◆ DIRECTIVE:
Transcribe the data in full and exactly, omitting any pictures.

◆ DATA ENTRIES:
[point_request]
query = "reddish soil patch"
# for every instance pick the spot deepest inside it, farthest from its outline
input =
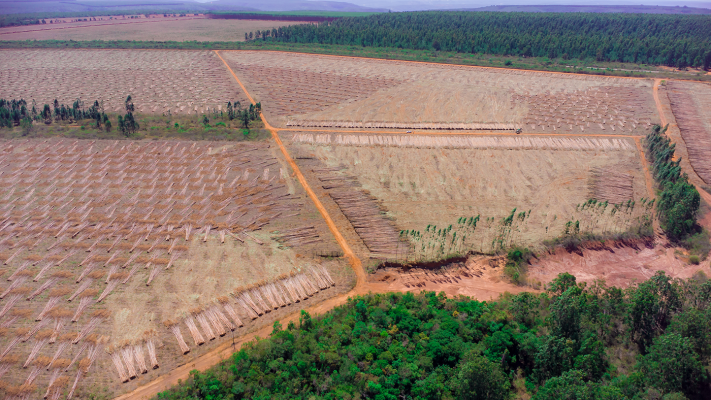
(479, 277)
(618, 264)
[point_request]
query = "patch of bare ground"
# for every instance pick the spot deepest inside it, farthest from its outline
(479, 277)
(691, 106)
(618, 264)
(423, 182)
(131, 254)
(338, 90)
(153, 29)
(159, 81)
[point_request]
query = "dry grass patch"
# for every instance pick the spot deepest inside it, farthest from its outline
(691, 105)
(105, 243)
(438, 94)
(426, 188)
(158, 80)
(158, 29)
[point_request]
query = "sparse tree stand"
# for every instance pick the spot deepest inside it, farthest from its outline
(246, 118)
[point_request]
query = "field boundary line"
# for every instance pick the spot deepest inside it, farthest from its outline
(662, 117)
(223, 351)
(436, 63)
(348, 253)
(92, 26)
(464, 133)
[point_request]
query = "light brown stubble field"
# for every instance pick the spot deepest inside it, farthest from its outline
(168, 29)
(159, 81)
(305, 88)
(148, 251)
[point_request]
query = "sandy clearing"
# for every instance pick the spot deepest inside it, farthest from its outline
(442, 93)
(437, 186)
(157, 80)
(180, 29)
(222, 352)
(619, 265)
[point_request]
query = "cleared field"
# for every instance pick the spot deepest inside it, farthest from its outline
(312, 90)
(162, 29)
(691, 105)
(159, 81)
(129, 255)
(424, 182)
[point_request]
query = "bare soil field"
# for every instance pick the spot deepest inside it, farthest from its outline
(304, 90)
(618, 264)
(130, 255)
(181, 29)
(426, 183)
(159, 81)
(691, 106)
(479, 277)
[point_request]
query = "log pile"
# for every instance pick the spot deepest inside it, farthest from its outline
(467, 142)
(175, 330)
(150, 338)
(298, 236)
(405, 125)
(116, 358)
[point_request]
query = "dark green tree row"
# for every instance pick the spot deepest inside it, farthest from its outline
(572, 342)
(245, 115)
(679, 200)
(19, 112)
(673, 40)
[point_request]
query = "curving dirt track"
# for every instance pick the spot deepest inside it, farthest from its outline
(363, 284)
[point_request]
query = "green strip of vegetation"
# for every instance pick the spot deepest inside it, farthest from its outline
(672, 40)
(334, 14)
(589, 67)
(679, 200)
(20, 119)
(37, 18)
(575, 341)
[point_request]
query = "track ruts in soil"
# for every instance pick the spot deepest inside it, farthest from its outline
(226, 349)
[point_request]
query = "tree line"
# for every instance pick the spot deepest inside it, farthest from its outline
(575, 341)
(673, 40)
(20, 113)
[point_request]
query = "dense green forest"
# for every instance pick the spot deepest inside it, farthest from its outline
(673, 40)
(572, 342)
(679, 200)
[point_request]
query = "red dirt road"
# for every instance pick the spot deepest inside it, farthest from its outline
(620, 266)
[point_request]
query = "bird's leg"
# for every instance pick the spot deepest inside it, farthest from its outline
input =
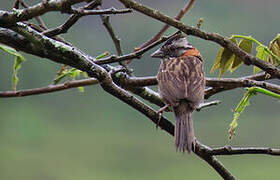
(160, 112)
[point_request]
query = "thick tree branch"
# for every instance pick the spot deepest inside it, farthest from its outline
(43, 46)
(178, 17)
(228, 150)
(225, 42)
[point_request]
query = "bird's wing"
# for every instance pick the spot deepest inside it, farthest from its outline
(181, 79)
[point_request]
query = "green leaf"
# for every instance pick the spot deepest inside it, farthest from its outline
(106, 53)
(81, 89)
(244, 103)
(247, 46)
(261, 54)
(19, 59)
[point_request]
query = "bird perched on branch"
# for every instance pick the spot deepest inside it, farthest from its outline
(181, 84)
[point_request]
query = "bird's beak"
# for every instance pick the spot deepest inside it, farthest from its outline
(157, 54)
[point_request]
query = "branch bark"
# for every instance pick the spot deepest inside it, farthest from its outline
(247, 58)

◆ SOLUTION TO THIS EXERCISE:
[point_request]
query = "reddish soil patch"
# for every instance pick the spot deepest inside it, farthest from its outline
input =
(479, 277)
(618, 264)
[point_request]
query = "patch of bare ground"
# for every instance pick the spot deepest inside it, farthest from its outline
(479, 277)
(691, 106)
(618, 264)
(423, 182)
(131, 254)
(338, 90)
(153, 29)
(159, 81)
[point_request]
query = "dry grass patch"
# for every instance pick the spot deepest inside it, farthest from its outline
(691, 105)
(105, 243)
(438, 94)
(426, 188)
(158, 80)
(158, 29)
[point_request]
query = "sparse tree stand"
# for every instance pick the spot deepest inside it, farthest from its outline
(246, 118)
[point_request]
query = "field boundary line"
# for every instance pick the spot deepest inside it, farthest from its outline
(662, 117)
(223, 351)
(436, 63)
(348, 253)
(92, 26)
(464, 133)
[point_request]
query = "light brown stubble field"
# for every instance pick the spot deepest inside it, farthest from its outline
(168, 29)
(159, 81)
(305, 88)
(148, 251)
[point_request]
query = "sandy clearing"
# for every instance pick the spot deepest inside it, farthest from its outline
(442, 93)
(437, 186)
(157, 80)
(180, 29)
(222, 352)
(619, 265)
[point_request]
query = "cleared field"
# for every instance pick the spot deepest inside it, farthest from its outline
(312, 90)
(162, 29)
(691, 105)
(159, 81)
(129, 255)
(424, 182)
[point_request]
query = "bare soil field"
# for every instance pick the spot deepest inside it, farthest from its outline
(304, 90)
(618, 264)
(130, 255)
(181, 29)
(426, 183)
(159, 81)
(691, 106)
(479, 277)
[point_request]
query = "log pile"
# for every instance pick the spot deepest inside it, farthest from its outline
(467, 142)
(175, 330)
(150, 338)
(298, 236)
(405, 125)
(116, 358)
[point_request]
query = "dark green tree row"
# for every instance pick the spot deepest inside it, farthest from its outline
(572, 342)
(245, 115)
(679, 200)
(19, 112)
(673, 40)
[point_request]
query = "curving dirt track"
# for every instance pick the spot deepest inside it, farthest from its outline
(363, 284)
[point_request]
query = "green strip of vegetation"
# for every instance pick the spot deepest inside it, farthest from its outline
(672, 40)
(334, 14)
(589, 67)
(679, 200)
(20, 119)
(37, 18)
(575, 341)
[point_request]
query = "track ruts in soil"
# for every instance pick the spot deepest inside it, farthest from its outline
(226, 349)
[point_request]
query = "tree line"
# for every instance pick the spot deepest inside it, farthest from its outline
(575, 341)
(673, 40)
(20, 113)
[point_request]
query = "dense green forest"
# for every instance pick the spot deepest inside it, farthest from its outline
(673, 40)
(572, 342)
(679, 200)
[point_request]
query = "red dirt road"
# for every instance pick the spot deepest inside it, farthest from its outline
(620, 266)
[point_request]
query = "bird's leg"
# for every instance pick the spot deepest inside it, farthest from its outline
input =
(160, 112)
[point_request]
query = "thick tree branch"
# for every instance pick the spot deepest inside it, farthest from its outline
(43, 46)
(178, 17)
(228, 150)
(225, 42)
[point_request]
query = "bird's wing"
# for every instance pick the spot deepest inside it, farthest from its outline
(181, 79)
[point_request]
query = "green leaf"
# for every instance pick the spot deepest inside it, farthest from its outline
(106, 53)
(81, 89)
(244, 103)
(247, 46)
(261, 54)
(19, 59)
[point_request]
query = "bird perched on branch"
# for every instance pick the spot deepest inside it, farthest from its outline
(181, 84)
[point_request]
query = "bird's beak"
# for every instance pick the spot deepest inside it, farthest from its outline
(157, 54)
[point_request]
query = "branch bark"
# for every instance pick the spot deepest inside it, farthest from its outline
(247, 58)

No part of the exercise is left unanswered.